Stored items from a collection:

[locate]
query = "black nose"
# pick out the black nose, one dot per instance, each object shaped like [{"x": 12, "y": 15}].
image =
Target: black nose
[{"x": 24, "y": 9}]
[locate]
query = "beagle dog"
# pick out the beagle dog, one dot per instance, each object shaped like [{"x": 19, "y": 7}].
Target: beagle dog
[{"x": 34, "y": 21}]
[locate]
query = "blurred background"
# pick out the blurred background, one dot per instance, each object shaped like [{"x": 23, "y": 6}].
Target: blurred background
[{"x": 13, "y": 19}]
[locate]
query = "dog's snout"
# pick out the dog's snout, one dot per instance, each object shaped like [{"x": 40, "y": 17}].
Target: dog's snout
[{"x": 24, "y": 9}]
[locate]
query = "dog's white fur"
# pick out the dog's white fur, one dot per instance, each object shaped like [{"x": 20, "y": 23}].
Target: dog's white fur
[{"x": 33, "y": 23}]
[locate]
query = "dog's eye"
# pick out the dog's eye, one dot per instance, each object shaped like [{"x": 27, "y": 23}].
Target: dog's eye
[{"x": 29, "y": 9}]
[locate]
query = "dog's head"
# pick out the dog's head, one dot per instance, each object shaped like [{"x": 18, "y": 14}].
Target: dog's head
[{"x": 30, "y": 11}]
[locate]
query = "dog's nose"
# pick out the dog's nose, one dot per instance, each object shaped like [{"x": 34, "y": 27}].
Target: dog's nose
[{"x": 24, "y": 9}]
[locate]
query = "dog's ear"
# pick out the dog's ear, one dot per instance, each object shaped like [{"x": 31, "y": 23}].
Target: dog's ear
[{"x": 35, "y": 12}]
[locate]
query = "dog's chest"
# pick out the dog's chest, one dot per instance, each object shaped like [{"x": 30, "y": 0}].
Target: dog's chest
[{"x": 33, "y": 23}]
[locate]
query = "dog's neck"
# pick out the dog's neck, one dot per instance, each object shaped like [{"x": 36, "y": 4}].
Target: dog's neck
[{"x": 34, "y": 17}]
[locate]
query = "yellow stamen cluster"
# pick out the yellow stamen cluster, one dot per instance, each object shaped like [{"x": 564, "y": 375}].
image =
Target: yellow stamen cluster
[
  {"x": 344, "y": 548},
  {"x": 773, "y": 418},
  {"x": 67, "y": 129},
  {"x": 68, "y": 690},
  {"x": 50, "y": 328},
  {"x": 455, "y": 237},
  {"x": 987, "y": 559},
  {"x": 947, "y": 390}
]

Work required: In the records above, find each line holding "object" and copy it.

Answer section:
# pick out the black nose, one dot per instance, each object shaped like [{"x": 12, "y": 15}].
# pick out the beagle dog, one dot per instance, each object shaped like [{"x": 19, "y": 7}].
# pick out the blurred background, one dot per instance, each object shaped like [{"x": 23, "y": 6}].
# pick out the dog's snout, one dot per instance, each object shaped like [{"x": 40, "y": 17}].
# pick out the dog's white fur, one dot per instance, each object shaped like [{"x": 20, "y": 23}].
# pick out the dog's eye, one dot per instance, each object shaped like [{"x": 27, "y": 23}].
# pick out the dog's head, one dot per instance, each object shaped like [{"x": 18, "y": 14}].
# pick out the dog's nose, one dot per instance, each object shaped like [{"x": 34, "y": 27}].
# pick out the dog's ear, one dot per instance, each object shaped like [{"x": 31, "y": 23}].
# pick out the dog's chest, one dot per instance, each object shaped like [{"x": 30, "y": 0}].
# pick out the dog's neck, one dot per instance, each object shaped like [{"x": 36, "y": 4}].
# pick out the yellow stamen cluster, one dot per instance, each object shaped like [{"x": 564, "y": 375}].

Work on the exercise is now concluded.